> _TASK TO COMPLETE_: Convert every line of the records below into a JSON list of strings, one string per line, and omit blank lines.

> _DATASET EXCERPTS_:
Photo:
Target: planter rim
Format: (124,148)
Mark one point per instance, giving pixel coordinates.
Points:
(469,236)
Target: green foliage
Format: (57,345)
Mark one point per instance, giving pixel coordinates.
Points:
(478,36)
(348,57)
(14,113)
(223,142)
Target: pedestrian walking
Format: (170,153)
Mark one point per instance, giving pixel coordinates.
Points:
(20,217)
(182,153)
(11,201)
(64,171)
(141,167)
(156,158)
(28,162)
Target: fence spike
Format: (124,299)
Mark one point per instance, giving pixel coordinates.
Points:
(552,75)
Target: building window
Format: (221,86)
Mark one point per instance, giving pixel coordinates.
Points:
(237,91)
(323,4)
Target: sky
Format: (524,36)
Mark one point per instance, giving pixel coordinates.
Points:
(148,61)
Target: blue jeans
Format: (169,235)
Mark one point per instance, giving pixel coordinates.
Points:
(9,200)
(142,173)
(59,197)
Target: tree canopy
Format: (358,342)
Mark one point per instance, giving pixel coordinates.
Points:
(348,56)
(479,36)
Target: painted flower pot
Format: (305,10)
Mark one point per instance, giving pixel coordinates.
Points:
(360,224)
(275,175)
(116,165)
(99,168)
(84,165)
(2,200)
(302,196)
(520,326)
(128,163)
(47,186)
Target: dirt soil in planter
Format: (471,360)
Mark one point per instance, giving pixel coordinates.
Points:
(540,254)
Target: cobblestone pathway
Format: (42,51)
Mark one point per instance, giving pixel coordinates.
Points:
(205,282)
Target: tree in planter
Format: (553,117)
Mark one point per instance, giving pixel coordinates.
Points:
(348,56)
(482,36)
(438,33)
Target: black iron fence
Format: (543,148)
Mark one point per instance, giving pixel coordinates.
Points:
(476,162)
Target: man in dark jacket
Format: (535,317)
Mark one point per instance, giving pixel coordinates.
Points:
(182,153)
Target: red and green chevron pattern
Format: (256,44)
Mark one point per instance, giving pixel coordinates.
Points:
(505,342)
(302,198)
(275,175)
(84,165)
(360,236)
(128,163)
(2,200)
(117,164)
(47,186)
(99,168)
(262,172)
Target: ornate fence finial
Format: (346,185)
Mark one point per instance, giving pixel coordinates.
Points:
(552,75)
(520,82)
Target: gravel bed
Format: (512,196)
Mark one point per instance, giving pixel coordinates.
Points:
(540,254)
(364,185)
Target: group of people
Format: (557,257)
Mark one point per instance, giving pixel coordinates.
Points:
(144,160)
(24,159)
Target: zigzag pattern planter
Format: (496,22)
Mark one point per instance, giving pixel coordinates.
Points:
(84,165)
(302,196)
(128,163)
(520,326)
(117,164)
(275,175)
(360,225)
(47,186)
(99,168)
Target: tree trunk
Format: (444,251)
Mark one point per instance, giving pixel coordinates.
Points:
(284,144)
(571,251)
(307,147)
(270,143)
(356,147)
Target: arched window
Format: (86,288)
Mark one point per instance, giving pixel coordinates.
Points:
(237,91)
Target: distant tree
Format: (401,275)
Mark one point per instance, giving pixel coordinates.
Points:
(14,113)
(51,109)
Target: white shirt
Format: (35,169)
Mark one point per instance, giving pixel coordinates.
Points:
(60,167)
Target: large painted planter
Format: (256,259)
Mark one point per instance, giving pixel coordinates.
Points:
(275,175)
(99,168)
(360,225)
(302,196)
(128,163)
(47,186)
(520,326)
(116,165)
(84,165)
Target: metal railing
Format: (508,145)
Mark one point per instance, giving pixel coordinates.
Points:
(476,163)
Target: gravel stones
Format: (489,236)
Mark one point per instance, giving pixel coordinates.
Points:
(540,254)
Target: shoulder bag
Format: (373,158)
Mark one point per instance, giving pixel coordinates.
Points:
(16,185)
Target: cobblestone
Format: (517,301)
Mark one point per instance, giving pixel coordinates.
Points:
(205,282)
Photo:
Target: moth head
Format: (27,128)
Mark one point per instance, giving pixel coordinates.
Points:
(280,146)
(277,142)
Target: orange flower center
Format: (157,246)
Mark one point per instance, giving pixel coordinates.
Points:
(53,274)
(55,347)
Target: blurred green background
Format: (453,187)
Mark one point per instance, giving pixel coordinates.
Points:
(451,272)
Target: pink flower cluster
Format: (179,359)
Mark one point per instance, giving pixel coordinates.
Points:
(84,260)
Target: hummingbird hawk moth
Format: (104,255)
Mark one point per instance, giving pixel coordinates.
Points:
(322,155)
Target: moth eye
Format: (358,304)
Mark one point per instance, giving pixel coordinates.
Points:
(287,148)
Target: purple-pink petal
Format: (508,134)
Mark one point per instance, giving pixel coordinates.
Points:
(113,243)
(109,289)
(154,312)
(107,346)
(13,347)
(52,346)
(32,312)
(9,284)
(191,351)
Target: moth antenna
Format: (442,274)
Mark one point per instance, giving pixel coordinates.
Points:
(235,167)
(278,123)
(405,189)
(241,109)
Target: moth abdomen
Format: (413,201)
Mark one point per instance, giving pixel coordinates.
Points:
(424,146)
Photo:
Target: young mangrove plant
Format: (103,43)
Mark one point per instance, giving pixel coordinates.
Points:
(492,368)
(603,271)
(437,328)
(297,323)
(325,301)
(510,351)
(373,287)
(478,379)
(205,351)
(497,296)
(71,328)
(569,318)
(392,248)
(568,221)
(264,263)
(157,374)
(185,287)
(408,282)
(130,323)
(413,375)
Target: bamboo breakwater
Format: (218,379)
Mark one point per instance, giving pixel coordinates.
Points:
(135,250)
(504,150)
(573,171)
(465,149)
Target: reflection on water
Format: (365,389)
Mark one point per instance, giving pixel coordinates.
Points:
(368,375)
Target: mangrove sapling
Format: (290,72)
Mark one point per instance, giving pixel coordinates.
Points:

> _OUTPUT OF THE TASK_:
[
  "Photo:",
  "Target: planter rim",
  "Format: (124,148)",
  "Mark one point per instance, giving pixel coordinates.",
  "Points:",
  "(469,236)",
  "Target: green foliage",
  "Format: (57,345)",
  "Mark one point per instance, giving pixel coordinates.",
  "Points:",
  "(478,36)",
  "(348,57)",
  "(14,113)",
  "(223,142)",
  "Target: pedestrian walking",
  "Format: (170,153)",
  "Mark one point per instance, giving pixel coordinates.",
  "Points:",
  "(20,217)",
  "(182,153)",
  "(11,201)",
  "(64,171)",
  "(141,167)",
  "(156,158)",
  "(28,162)",
  "Target: fence spike",
  "Format: (124,299)",
  "Mark one point per instance, giving pixel coordinates.",
  "Points:",
  "(552,75)",
  "Target: building window",
  "Format: (221,86)",
  "Mark one point per instance, giving pixel coordinates.",
  "Points:",
  "(237,91)",
  "(323,4)",
  "Target: sky",
  "Format: (524,36)",
  "Mark one point per instance, giving pixel coordinates.",
  "Points:",
  "(148,61)",
  "Target: blue jeans",
  "Format: (169,235)",
  "Mark one point per instance, giving pixel coordinates.",
  "Points:",
  "(9,200)",
  "(142,173)",
  "(59,197)",
  "Target: tree canopy",
  "Format: (358,342)",
  "Mark one point per instance, giving pixel coordinates.",
  "Points:",
  "(348,56)",
  "(479,36)",
  "Target: painted flower pot",
  "Format: (305,10)",
  "Mark one point per instance, giving pixel coordinates.",
  "Points:",
  "(360,224)",
  "(275,175)",
  "(116,165)",
  "(99,168)",
  "(84,165)",
  "(2,200)",
  "(302,196)",
  "(520,326)",
  "(128,163)",
  "(47,186)",
  "Target: dirt soil in planter",
  "Format: (471,360)",
  "Mark one point per instance, giving pixel coordinates.",
  "Points:",
  "(540,254)",
  "Target: cobblestone pathway",
  "Format: (42,51)",
  "Mark one point per instance, giving pixel coordinates.",
  "Points:",
  "(205,282)",
  "Target: tree in planter",
  "Format: (553,117)",
  "Mark one point per instance, giving pixel coordinates.",
  "Points:",
  "(348,56)",
  "(482,36)",
  "(438,33)",
  "Target: black iron fence",
  "Format: (543,148)",
  "Mark one point per instance, giving pixel coordinates.",
  "Points:",
  "(476,162)",
  "Target: man in dark jacket",
  "Format: (535,317)",
  "Mark one point per instance, giving pixel coordinates.",
  "Points:",
  "(182,153)",
  "Target: red and green chevron pattern",
  "Format: (256,44)",
  "Mark one point per instance, giving pixel coordinates.",
  "Points:",
  "(505,342)",
  "(302,198)",
  "(275,175)",
  "(84,165)",
  "(360,236)",
  "(128,163)",
  "(2,200)",
  "(117,164)",
  "(47,186)",
  "(99,168)",
  "(262,172)",
  "Target: ornate fence finial",
  "Format: (346,185)",
  "Mark one point per instance, giving pixel coordinates.",
  "Points:",
  "(552,75)",
  "(520,82)",
  "Target: gravel bed",
  "Format: (512,196)",
  "Mark one point per instance, giving pixel coordinates.",
  "Points:",
  "(540,254)",
  "(364,185)",
  "Target: group of people",
  "Format: (557,257)",
  "Mark one point per instance, giving pixel coordinates.",
  "Points:",
  "(144,160)",
  "(24,159)",
  "Target: zigzag pattern planter",
  "Format: (496,22)",
  "Mark one point per instance, giving pixel coordinates.",
  "Points:",
  "(84,165)",
  "(302,196)",
  "(128,163)",
  "(520,326)",
  "(117,164)",
  "(275,175)",
  "(360,225)",
  "(47,186)",
  "(99,168)",
  "Target: tree trunk",
  "Format: (444,251)",
  "Mark one point per instance, giving pixel coordinates.",
  "Points:",
  "(284,144)",
  "(571,251)",
  "(307,147)",
  "(270,143)",
  "(356,147)",
  "Target: arched window",
  "Format: (86,288)",
  "Mark one point per instance, giving pixel coordinates.",
  "Points:",
  "(237,91)",
  "Target: distant tree",
  "Format: (401,275)",
  "Mark one point per instance, giving pixel coordinates.",
  "Points:",
  "(14,113)",
  "(51,109)",
  "Target: white shirt",
  "Format: (35,169)",
  "Mark one point per instance, giving pixel coordinates.",
  "Points:",
  "(60,167)",
  "Target: large painted planter",
  "Format: (256,259)",
  "Mark one point per instance, giving pixel coordinates.",
  "Points:",
  "(275,175)",
  "(99,168)",
  "(360,225)",
  "(302,196)",
  "(128,163)",
  "(47,186)",
  "(520,326)",
  "(116,165)",
  "(84,165)",
  "Target: metal railing",
  "Format: (508,145)",
  "Mark one point per instance, giving pixel coordinates.",
  "Points:",
  "(476,163)",
  "Target: gravel stones",
  "Format: (489,236)",
  "Mark one point per instance, giving pixel coordinates.",
  "Points:",
  "(540,254)",
  "Target: shoulder bag",
  "Format: (373,158)",
  "Mark one point per instance, giving pixel coordinates.",
  "Points:",
  "(16,185)",
  "Target: cobblestone",
  "Format: (517,301)",
  "Mark one point per instance, giving pixel coordinates.",
  "Points:",
  "(205,282)",
  "Photo:",
  "Target: moth head",
  "Format: (27,128)",
  "Mark one point per instance, giving pixel coordinates.",
  "Points:",
  "(280,146)",
  "(277,142)",
  "Target: orange flower center",
  "Format: (157,246)",
  "Mark one point per instance, giving pixel coordinates.",
  "Points:",
  "(53,274)",
  "(55,347)",
  "Target: blurred green background",
  "Format: (453,187)",
  "Mark one point per instance, giving pixel coordinates.",
  "Points:",
  "(451,272)",
  "Target: pink flower cluster",
  "Format: (179,359)",
  "Mark one point per instance, giving pixel coordinates.",
  "Points:",
  "(84,260)",
  "Target: hummingbird hawk moth",
  "Format: (104,255)",
  "Mark one point per instance, giving pixel coordinates.",
  "Points:",
  "(322,155)",
  "Target: moth eye",
  "Format: (358,304)",
  "Mark one point per instance, giving pixel coordinates.",
  "Points:",
  "(287,148)",
  "Target: purple-pink petal",
  "Format: (508,134)",
  "Mark one point per instance, giving pixel coordinates.",
  "Points:",
  "(113,243)",
  "(109,289)",
  "(154,312)",
  "(107,346)",
  "(13,347)",
  "(52,346)",
  "(32,312)",
  "(9,284)",
  "(191,351)",
  "Target: moth antenna",
  "Format: (442,274)",
  "Mark one point per instance, giving pixel coordinates.",
  "Points:",
  "(235,167)",
  "(278,123)",
  "(405,189)",
  "(241,109)",
  "Target: moth abdomen",
  "Format: (413,201)",
  "Mark one point per instance, giving pixel coordinates.",
  "Points:",
  "(424,146)",
  "Photo:",
  "Target: young mangrove plant",
  "Format: (103,43)",
  "Mark one point per instance, giving pixel coordinates.",
  "Points:",
  "(492,368)",
  "(603,271)",
  "(437,328)",
  "(297,323)",
  "(325,301)",
  "(510,351)",
  "(373,287)",
  "(478,379)",
  "(205,351)",
  "(497,296)",
  "(71,328)",
  "(569,318)",
  "(392,248)",
  "(568,221)",
  "(264,263)",
  "(157,374)",
  "(185,287)",
  "(408,282)",
  "(130,323)",
  "(413,375)",
  "Target: bamboo breakwater",
  "Format: (218,379)",
  "Mark one point per instance, giving pixel coordinates.",
  "Points:",
  "(135,250)",
  "(504,150)",
  "(573,171)",
  "(465,149)",
  "Target: reflection on water",
  "Format: (365,389)",
  "Mark one point per instance, giving pixel coordinates.",
  "Points:",
  "(368,375)",
  "Target: mangrove sapling",
  "Format: (290,72)",
  "Mark one point per instance, giving pixel coordinates.",
  "Points:"
]